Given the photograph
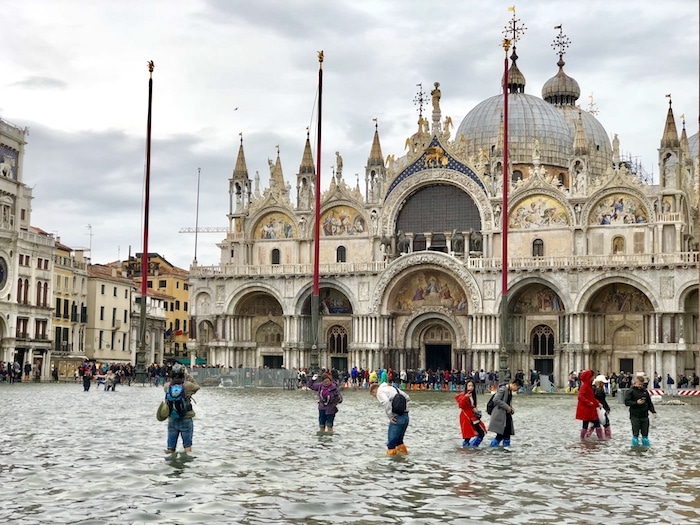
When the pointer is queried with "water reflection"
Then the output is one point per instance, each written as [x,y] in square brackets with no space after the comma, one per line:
[68,456]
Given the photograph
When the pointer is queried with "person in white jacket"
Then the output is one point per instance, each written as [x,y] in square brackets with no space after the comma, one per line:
[397,412]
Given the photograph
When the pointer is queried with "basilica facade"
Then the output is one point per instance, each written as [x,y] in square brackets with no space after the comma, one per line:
[601,264]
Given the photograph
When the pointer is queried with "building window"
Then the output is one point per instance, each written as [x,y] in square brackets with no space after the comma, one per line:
[538,248]
[618,245]
[340,255]
[337,340]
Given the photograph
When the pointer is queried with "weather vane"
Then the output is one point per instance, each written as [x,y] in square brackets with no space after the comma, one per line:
[420,100]
[561,42]
[592,106]
[513,31]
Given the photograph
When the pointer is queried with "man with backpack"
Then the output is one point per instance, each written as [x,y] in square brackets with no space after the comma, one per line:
[395,404]
[178,396]
[501,410]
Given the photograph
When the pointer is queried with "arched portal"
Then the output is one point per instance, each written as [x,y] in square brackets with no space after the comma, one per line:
[542,349]
[435,339]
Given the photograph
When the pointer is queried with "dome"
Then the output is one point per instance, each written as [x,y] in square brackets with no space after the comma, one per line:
[561,88]
[529,118]
[599,147]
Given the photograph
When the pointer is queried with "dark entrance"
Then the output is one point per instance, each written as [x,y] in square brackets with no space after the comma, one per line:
[627,365]
[272,361]
[438,356]
[339,363]
[544,366]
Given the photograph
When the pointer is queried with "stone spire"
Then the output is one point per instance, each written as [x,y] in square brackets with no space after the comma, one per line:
[306,178]
[239,184]
[670,136]
[375,170]
[580,144]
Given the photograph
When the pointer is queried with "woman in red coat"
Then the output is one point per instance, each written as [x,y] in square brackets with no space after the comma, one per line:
[587,406]
[473,430]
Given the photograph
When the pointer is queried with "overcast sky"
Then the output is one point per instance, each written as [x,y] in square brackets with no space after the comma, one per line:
[74,72]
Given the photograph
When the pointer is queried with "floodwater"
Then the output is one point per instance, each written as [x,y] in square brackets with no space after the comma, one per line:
[72,457]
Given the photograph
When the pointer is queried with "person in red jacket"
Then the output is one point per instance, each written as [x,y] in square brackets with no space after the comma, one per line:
[587,406]
[473,429]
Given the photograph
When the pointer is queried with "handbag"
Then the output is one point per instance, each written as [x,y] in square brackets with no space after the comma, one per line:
[163,411]
[602,417]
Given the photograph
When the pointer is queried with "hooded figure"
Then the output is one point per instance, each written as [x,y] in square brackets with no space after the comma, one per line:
[587,407]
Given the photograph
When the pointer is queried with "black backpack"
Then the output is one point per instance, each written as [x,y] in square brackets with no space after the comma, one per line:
[398,403]
[177,402]
[490,404]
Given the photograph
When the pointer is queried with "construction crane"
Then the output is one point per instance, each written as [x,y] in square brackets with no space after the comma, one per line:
[207,229]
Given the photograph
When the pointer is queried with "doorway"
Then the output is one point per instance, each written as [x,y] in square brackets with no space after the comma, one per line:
[544,366]
[438,356]
[272,361]
[627,365]
[339,363]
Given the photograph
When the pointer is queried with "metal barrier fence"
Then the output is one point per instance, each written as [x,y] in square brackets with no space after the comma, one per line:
[246,377]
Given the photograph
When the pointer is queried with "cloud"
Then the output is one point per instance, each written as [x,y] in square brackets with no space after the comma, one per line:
[36,82]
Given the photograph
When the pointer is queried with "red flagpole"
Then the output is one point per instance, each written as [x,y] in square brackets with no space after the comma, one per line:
[504,215]
[315,303]
[141,353]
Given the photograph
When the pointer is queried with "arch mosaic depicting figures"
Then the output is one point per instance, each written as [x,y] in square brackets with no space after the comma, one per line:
[538,211]
[617,292]
[618,208]
[274,225]
[432,314]
[536,298]
[408,267]
[403,192]
[424,288]
[342,221]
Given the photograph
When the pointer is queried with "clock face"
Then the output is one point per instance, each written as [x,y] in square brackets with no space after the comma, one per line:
[3,273]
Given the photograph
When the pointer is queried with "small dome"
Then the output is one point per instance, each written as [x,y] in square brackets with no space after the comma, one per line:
[561,89]
[599,148]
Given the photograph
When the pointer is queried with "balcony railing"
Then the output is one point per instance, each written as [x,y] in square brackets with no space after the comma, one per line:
[476,264]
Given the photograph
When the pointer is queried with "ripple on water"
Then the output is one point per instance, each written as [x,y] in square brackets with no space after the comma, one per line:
[97,457]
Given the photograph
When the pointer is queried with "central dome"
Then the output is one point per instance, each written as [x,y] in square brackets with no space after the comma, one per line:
[529,118]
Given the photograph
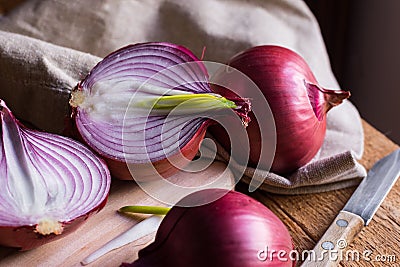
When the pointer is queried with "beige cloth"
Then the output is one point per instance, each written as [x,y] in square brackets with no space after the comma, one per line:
[37,76]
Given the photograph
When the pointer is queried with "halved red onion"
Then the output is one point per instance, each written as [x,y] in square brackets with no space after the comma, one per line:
[49,184]
[147,105]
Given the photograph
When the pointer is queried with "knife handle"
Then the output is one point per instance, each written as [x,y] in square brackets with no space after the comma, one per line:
[330,249]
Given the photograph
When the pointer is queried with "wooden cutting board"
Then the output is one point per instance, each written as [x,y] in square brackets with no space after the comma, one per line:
[107,224]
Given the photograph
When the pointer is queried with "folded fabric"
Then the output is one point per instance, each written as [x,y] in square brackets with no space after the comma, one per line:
[36,77]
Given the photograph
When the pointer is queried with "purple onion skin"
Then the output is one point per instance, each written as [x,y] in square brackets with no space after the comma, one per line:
[298,104]
[227,232]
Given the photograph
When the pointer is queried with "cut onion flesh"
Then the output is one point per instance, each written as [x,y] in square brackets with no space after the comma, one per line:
[49,184]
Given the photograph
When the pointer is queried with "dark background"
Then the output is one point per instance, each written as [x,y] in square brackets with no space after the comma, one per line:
[363,42]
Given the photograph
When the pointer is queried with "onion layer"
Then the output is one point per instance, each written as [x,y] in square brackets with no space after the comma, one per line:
[233,231]
[49,184]
[146,105]
[298,104]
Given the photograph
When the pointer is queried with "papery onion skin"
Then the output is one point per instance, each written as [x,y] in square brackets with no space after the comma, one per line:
[28,236]
[298,104]
[231,231]
[142,64]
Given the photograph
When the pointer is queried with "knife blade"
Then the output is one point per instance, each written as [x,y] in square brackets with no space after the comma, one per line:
[357,212]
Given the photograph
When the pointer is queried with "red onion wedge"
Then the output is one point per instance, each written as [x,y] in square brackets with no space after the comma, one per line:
[49,184]
[145,106]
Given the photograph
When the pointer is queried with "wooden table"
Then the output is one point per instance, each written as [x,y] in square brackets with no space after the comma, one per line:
[306,216]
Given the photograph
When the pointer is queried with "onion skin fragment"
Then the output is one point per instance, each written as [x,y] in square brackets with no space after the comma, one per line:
[150,171]
[39,171]
[298,104]
[227,232]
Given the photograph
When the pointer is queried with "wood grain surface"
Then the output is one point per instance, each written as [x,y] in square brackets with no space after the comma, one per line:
[306,216]
[309,216]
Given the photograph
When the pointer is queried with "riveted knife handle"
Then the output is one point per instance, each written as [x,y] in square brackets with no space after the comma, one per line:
[330,249]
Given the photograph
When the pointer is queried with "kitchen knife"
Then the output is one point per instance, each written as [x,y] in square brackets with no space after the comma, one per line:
[357,212]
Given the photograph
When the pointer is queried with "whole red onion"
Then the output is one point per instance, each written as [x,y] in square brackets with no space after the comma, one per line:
[298,104]
[235,230]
────────
**YOUR GOAL:** Transcribe each entry above exactly, apart from the pictures.

**THE ANSWER:**
Given the photograph
When the pointer is queried with "water reflection"
Then the output is one point per instance, each written as [x,y] in square brackets with no space after the comma, one per line:
[68,456]
Given the photograph
When the pointer is queried with "person in white jacket"
Then the output is one point per instance, each written as [x,y] in square brackets with no space after the comma, one per line:
[397,412]
Given the photograph
When the pointer is queried with "basilica facade"
Then the output is one point per instance, each written as [x,y] in square brackets with no space after the comma, one per line:
[601,264]
Given the photograph
When the pointer is queried with "building window"
Then the output is one point per instance, each written as [x,y] in square brackets with no space after the comma, one per line:
[538,248]
[618,245]
[340,255]
[337,340]
Given the photograph
When the pointer is queried with "weather vane"
Then the output is one point per instance, each written as [x,y] in square brackets with no space after the comma, one per line:
[420,100]
[561,42]
[592,106]
[513,31]
Given the photograph
When the pointer is queried with "man with backpack"
Then the output is one point per instance, each written as [x,y] in square brackets with no space after the comma, one per line:
[395,404]
[178,396]
[501,410]
Given the photograph
When the pointer is queried with "arched portal"
Then the output is one point per instance, each written as [x,y] in square brackets with no space after the comma, one per line:
[542,349]
[435,339]
Given the photograph
When the pointer is queried with "dome"
Then the output is one point per instance, each written as [x,y] in square brackets with no space after the comma, one per line:
[561,88]
[529,118]
[599,147]
Given the photograph
When the pointer is queried with "dark entrance"
Then the output is one point per instance, each written as [x,y] in square brackets with no space after the comma, one per line:
[627,365]
[272,361]
[438,356]
[339,363]
[544,366]
Given the photograph
When the pointer is queried with "stone spire"
Then the output is one point per instance, each written as [x,y] in square brackets with no space after the comma, one per line:
[306,178]
[239,184]
[670,136]
[375,170]
[580,144]
Given the photograph
When the pointer is queried with "woman in red coat"
Then the output is one point per instance, each written as [x,y] in square brackets with no space after the comma, one per line:
[587,406]
[473,430]
Given the photograph
When the pointer is queried with "overcast sky"
Then the output is one point per instance, each written as [x,y] in square brackets with no space after the comma, one per line:
[74,72]
Given the photograph
When the pointer is queried with "floodwater"
Then the output is one point per instance, each written as [x,y] in square brackets with no space after the comma, one per line:
[72,457]
Given the photograph
When the pointer is queried with "person in red jacket"
Then the output is one point per instance, each written as [x,y] in square brackets with no space after the comma, one per line:
[587,406]
[473,429]
Given the photograph
When the pointer is queried with "handbag"
Then the output is one point per instance, each written as [x,y] in square brackets with no space after the comma, one per line:
[163,411]
[602,417]
Given the photograph
When the pointer is queried with "hooded figure"
Then the output is one point per instance, each written as [x,y] in square brackets with no space after the comma, one per line:
[587,407]
Given the photograph
When the pointer is queried with "black backpack"
Then the output is one point per instance, each written as [x,y] in square brackets with no space after the comma, one per line:
[398,403]
[177,402]
[490,404]
Given the photograph
When the pointer is queried with "construction crane"
Then the output is one point per instance, each written as [x,y] in square brackets with no space after the comma, one per line:
[207,229]
Given the photograph
When the pointer is queried with "doorway"
Then the output is one point per instance, each written as [x,y] in square brackets with no space after the comma, one per line:
[544,366]
[438,356]
[272,361]
[627,365]
[339,363]
Given the photograph
When the pointer is queried with "metal barrier fence"
Then the output is one point per instance, each written as [x,y] in square brackets with no space after the comma, one per line:
[246,377]
Given the photograph
When the pointer is queried with "cloud"
Then the output is one point per instance, each written as [x,y] in square brackets with no space after the comma, one per line:
[36,82]
Given the photograph
When the pointer is queried with "red flagpole"
Then the output is one point per instance, each written as [x,y] in square brackets with no space after the comma, one per line:
[504,215]
[315,303]
[141,353]
Given the photograph
When the pointer is queried with "arch mosaic depicting figures"
Then the output is one point per instance, each written as [x,y] in square brackets with no space after the comma, one per line:
[538,211]
[617,292]
[618,208]
[274,225]
[432,314]
[536,298]
[408,267]
[403,192]
[424,288]
[342,221]
Given the photograph
When the pointer is queried with "clock face"
Then the output is one point per instance, each written as [x,y] in square brackets with no space after the comma, one per line:
[3,273]
Given the photograph
When the pointer is queried with "small dome"
Then the output is one point per instance, each written as [x,y] in square brackets with no space after the comma, one per line:
[561,89]
[599,148]
Given the photograph
When the pointer is queried with "balcony railing"
Then the output is one point per instance, each written as [x,y] in square brackets with no space after the comma, one per line:
[476,264]
Given the photograph
When the pointer is queried with "ripple on water"
Then the output is one point per instance, each written as [x,y] in square brackets with no space after the comma, one per line:
[97,457]
Given the photograph
When the pointer is queried with "central dome"
Then the output is one point per instance, each written as [x,y] in square brackets with no space after the comma, one per line:
[529,118]
Given the photograph
When the pointer is queried with "beige cloth"
Then the output is one point per instance, each written as [x,y] in square brackets with no space after the comma, one per line:
[37,76]
Given the photograph
When the pointer is queried with "halved red onion"
Then the output is one point per instance, each written as [x,y] in square brackets with no space after the comma, one per line:
[49,184]
[147,105]
Given the photograph
When the pointer is queried with "knife handle"
Then the output is one point per instance, each written as [x,y] in square brackets with no space after the comma, one per line:
[330,249]
Given the photograph
When the pointer is queried with "wooden cutting board"
Then the output is one point per instance, each written as [x,y] in square brackets with no space after the comma, one per line:
[107,224]
Given the photograph
When the pointer is queried with "folded fabric"
Then the output is one point per instance, each written as [x,y] in square brackets with no space after the comma, one per line:
[36,77]
Given the photograph
When the pointer is queried with "purple onion skin"
Then the output is one point per instance, each written as [x,y] in square brackets with no space after the comma, one per line:
[298,104]
[227,232]
Given the photograph
When the pointer is queried with "cut onion flesh"
Then the output is one point per instance, each written as [x,y] in square brackets with no space after the comma, one per line:
[49,184]
Given the photograph
When the pointer is queried with "dark background"
Then the output is one point per instance, each written as [x,y] in square brackets with no space after the comma, one per line:
[363,42]
Given the photograph
When the pointer is queried with "onion layer"
Then the output is one point per instance, each written as [x,y] in square brackets with no space after the comma, one per line:
[233,231]
[49,184]
[146,105]
[298,104]
Given the photograph
When the pointer is queried with "papery onion skin"
Then the output is one point per instance, each written as [x,y] in square brackets with no space after the comma, one per line:
[28,236]
[298,104]
[231,231]
[142,64]
Given the photograph
When the pointer is queried with "knife blade"
Then the output is one point per instance, each written as [x,y] in square brackets with no space after the comma, one per line:
[357,212]
Given the photograph
When the pointer is queried with "red onion wedge"
Then the output is one point per instance, each written as [x,y] in square brackets with no space after the comma, one per line:
[49,184]
[145,106]
Given the photograph
When the pointer is queried with "wooden table"
Then the output is one point per instance, each written as [x,y] in square brackets with no space after the comma, one per line:
[306,216]
Given the photograph
When the pointer is queried with "onion skin fragment"
Then the output is one point per instance, each written as [x,y] in square brackets with no space after the comma, one per line:
[150,171]
[39,171]
[298,104]
[227,232]
Given the photograph
When the pointer is queried with "wood grain surface"
Then the output is one point per instance, each written as [x,y] in square brackets with no space after the comma, one per line:
[306,216]
[309,216]
Given the photograph
When the pointer is queried with "riveted knife handle"
Then the output is one point per instance, each written as [x,y] in square brackets with no space after the comma, one per line:
[330,249]
Given the photograph
When the pointer is queried with "kitchen knife"
Then the output is one point per instance, each written as [x,y] in square brackets with no space after the comma, one per line:
[357,212]
Given the photograph
When the pointer is queried with "whole red onion"
Then the output is one point per instance, each written as [x,y] in square brackets with no space after the comma, one per line:
[298,104]
[235,230]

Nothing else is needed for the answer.